====== Material to process
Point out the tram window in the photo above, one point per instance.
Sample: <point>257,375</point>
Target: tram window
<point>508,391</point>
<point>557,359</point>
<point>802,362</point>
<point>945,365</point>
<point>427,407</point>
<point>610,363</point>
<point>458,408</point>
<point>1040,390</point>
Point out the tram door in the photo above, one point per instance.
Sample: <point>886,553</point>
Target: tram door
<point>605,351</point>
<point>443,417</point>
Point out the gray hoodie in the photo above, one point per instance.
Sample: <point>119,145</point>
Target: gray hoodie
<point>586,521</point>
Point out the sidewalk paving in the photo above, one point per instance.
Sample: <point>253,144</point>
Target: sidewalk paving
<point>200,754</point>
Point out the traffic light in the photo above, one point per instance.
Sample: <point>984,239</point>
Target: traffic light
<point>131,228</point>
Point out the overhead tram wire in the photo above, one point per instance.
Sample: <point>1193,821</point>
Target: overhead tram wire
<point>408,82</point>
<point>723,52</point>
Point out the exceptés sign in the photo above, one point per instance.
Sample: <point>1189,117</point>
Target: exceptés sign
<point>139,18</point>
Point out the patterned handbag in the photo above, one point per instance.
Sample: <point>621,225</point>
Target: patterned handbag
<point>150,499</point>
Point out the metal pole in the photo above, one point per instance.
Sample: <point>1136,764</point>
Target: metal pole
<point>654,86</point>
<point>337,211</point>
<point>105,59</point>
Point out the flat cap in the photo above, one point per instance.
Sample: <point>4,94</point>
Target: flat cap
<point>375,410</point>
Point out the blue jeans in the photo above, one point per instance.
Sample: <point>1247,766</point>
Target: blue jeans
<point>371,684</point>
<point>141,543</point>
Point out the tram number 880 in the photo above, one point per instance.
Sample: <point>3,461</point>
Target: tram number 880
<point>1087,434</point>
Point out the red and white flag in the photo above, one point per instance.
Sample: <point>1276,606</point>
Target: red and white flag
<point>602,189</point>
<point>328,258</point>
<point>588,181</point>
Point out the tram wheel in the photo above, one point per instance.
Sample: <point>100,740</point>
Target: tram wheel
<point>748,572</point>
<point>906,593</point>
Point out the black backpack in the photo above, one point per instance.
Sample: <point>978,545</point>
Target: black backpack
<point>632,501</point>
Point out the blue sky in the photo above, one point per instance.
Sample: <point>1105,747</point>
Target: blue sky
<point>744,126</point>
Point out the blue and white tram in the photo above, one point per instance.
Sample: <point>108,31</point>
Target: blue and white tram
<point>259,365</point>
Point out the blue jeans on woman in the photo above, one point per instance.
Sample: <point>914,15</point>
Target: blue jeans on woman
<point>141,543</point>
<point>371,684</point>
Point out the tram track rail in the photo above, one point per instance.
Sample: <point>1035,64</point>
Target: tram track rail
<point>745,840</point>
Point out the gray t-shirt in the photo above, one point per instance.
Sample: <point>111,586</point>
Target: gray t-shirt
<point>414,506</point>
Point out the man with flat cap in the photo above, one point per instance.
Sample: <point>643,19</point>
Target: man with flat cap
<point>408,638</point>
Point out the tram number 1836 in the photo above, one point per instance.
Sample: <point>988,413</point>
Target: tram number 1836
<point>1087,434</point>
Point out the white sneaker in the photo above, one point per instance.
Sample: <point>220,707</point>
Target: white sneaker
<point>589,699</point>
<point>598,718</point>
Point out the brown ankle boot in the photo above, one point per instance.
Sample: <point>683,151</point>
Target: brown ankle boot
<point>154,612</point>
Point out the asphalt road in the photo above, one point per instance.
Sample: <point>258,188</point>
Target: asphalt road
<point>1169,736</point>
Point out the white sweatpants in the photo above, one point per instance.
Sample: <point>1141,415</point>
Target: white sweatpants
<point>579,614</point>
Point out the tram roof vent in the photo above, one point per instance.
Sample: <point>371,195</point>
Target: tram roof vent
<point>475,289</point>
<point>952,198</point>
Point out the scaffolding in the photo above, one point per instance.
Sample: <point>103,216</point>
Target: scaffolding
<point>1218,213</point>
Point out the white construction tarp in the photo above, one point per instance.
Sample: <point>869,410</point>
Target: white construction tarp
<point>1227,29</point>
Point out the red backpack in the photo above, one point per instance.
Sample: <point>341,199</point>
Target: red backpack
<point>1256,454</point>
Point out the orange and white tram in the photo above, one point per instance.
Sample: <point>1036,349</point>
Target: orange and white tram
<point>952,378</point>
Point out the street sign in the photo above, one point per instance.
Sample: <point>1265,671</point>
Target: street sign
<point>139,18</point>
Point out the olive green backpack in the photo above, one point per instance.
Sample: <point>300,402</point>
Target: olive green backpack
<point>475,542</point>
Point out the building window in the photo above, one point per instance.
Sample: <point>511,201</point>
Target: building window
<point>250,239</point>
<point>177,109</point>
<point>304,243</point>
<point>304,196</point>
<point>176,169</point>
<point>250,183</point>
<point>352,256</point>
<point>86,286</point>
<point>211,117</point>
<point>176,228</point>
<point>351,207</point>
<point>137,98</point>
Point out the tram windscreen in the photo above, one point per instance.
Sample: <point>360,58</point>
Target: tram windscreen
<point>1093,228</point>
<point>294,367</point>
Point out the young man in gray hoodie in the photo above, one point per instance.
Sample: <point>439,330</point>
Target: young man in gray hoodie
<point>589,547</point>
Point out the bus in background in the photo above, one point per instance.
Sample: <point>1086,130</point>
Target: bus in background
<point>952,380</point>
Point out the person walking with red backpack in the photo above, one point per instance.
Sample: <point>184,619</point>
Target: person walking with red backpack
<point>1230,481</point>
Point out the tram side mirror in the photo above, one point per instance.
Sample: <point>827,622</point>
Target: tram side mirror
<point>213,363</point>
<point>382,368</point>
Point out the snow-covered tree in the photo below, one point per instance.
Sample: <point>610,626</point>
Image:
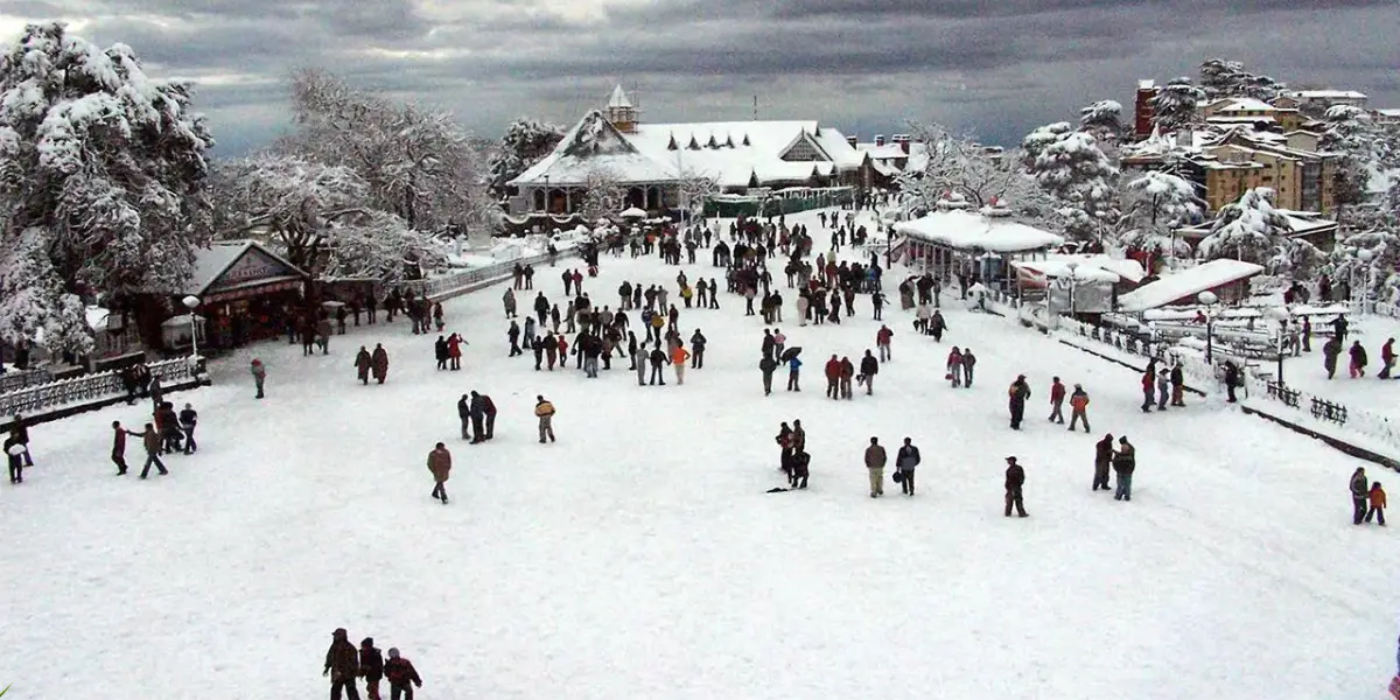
============
__Try it__:
The response must hold only the lines above from the line with "Target: overhead tram wire" through the line with "Point out the red and", each copied exactly, both ends kept.

__Solution to this task__:
Target: overhead tram wire
<point>408,82</point>
<point>723,52</point>
Point out the exceptés sign in the photo above, one point per instance.
Sample: <point>1189,117</point>
Target: exceptés sign
<point>139,18</point>
Point out the patterned handbag in the photo above, one point per instance.
Sample: <point>621,225</point>
Target: patterned handbag
<point>150,499</point>
Point out the metal pole in the photo above, one point per instance.
Sample: <point>1136,764</point>
Target: metal pole
<point>654,86</point>
<point>337,211</point>
<point>105,59</point>
Point out the flat cap in the photo above, one point per instance.
Sample: <point>4,94</point>
Target: flat cap
<point>375,410</point>
Point out the blue jeans in the photo above, one point per instance.
Sample: <point>1247,766</point>
Target: blue jeans
<point>371,684</point>
<point>141,543</point>
Point out the tram number 880 in the photo above, one point per instance.
Sample: <point>3,461</point>
Target: tram number 880
<point>1087,434</point>
Point out the red and white flag in the photo above, one point per instance.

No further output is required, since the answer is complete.